**INSTRUCTIONS TO FOLLOW:** Please write out every one of the rows below word for word, with no change to any character.

◆ ◆ ◆ ◆

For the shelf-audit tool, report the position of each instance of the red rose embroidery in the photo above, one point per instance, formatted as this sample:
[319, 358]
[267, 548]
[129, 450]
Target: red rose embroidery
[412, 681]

◆ ◆ ◆ ◆

**ANSWER TO THE PROBLEM:**
For the shelf-audit tool, report the position of each instance of the red rose embroidery in the photo above, one point per instance, formatted as this sample:
[319, 358]
[267, 548]
[129, 450]
Target: red rose embroidery
[412, 681]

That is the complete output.